→ Material for this task:
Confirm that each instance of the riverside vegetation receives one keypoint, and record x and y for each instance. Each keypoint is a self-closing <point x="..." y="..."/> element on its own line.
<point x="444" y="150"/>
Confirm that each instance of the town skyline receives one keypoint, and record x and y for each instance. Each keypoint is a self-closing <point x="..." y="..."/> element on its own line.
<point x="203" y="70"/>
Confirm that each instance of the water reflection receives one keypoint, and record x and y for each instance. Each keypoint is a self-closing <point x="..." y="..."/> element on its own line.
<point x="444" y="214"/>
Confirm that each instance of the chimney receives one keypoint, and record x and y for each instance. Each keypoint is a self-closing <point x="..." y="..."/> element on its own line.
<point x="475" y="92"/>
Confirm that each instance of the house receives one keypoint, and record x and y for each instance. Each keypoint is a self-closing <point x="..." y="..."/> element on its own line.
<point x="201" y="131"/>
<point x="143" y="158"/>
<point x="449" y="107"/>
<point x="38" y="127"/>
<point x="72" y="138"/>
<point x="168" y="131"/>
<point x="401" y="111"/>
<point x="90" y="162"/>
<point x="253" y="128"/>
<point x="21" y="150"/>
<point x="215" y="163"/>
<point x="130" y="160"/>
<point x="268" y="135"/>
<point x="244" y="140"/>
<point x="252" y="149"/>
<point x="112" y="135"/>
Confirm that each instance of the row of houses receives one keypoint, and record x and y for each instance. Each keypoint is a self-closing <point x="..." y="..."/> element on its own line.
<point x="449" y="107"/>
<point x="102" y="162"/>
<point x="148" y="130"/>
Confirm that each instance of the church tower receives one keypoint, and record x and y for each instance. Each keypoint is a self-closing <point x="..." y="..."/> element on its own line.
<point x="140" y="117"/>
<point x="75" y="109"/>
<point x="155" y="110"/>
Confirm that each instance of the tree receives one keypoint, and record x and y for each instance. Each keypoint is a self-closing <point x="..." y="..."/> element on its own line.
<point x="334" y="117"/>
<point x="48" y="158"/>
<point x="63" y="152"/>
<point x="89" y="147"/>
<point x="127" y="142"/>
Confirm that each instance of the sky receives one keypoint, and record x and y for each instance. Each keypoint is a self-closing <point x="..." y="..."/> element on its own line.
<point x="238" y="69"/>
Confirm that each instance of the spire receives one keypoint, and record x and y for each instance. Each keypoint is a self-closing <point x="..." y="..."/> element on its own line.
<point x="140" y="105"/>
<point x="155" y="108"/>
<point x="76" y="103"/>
--
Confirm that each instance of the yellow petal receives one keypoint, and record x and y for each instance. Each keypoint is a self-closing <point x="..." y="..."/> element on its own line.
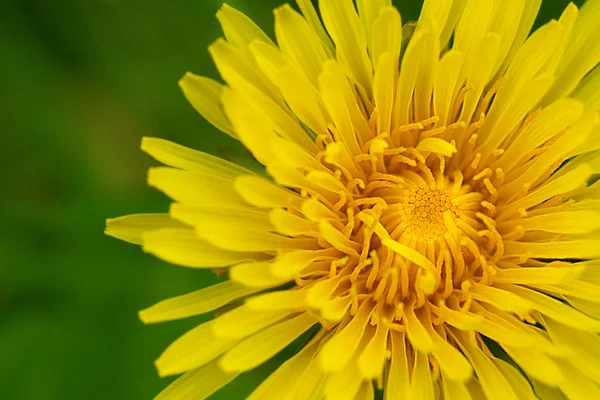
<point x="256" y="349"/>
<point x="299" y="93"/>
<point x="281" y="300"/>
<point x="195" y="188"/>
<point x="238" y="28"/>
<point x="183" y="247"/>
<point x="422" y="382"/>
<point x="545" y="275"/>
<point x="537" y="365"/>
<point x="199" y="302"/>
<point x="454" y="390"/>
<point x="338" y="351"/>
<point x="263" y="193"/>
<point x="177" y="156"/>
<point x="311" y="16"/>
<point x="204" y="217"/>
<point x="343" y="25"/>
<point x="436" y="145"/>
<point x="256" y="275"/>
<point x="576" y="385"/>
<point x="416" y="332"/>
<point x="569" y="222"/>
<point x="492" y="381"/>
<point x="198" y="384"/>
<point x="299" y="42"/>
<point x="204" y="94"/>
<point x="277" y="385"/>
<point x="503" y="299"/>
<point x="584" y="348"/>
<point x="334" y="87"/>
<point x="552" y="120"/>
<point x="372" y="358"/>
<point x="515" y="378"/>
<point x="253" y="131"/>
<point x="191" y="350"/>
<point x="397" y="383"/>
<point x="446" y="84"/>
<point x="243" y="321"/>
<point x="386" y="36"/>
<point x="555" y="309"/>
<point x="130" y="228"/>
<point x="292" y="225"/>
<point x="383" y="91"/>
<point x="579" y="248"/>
--
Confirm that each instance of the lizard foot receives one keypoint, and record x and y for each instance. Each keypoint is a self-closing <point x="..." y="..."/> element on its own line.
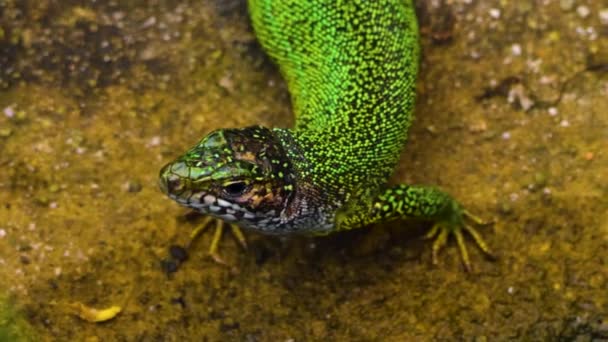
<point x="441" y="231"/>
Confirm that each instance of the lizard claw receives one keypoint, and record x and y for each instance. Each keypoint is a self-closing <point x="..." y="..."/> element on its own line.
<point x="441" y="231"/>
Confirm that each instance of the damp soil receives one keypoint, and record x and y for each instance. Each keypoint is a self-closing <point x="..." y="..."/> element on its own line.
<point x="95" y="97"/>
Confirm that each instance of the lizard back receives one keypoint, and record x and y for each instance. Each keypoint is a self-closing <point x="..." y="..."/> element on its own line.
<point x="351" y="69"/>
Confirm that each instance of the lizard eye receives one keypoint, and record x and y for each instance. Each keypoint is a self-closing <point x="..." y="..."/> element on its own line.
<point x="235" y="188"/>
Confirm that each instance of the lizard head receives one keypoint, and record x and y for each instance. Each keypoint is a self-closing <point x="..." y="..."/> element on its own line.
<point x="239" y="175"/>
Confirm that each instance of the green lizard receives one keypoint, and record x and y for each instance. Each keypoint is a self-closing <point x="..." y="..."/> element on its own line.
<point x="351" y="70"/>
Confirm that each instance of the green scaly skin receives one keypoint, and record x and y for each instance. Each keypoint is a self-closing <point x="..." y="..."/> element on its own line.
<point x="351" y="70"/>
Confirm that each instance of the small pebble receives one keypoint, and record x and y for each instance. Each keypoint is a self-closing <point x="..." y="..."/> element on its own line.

→ Requirement: Above this instruction are the records; retype exactly the lines from the one containing "Confirm that each instance of the lizard eye" up to and including the one containing "Confirm that each instance of the small".

→ Result of this exercise:
Confirm that each instance of the lizard eye receives one keypoint, and record x and y for each instance. Each keypoint is a self-closing <point x="..." y="..."/> element on its own line.
<point x="235" y="188"/>
Confirm that each instance of the lizard head receives one keypoint, and record x and y for each instance. Each keypoint is a self-closing <point x="..." y="..."/> element on its own line.
<point x="239" y="175"/>
Confirm that each instance of the green lizard receives one keypoint, and record x and y for each instance. Each keypoint is a self-closing <point x="..." y="..."/> element on its own line.
<point x="351" y="70"/>
Confirm that each instance of the green scaly skin receives one keypoint, and record x and y for each instance. Each keypoint is a self-closing <point x="..." y="..."/> element on its own line.
<point x="351" y="70"/>
Confirm that each instance of the small pebble receives one keypoint, and record x and y for each instance. Each keypoint is a self-closing <point x="..." y="..."/> element on its own line.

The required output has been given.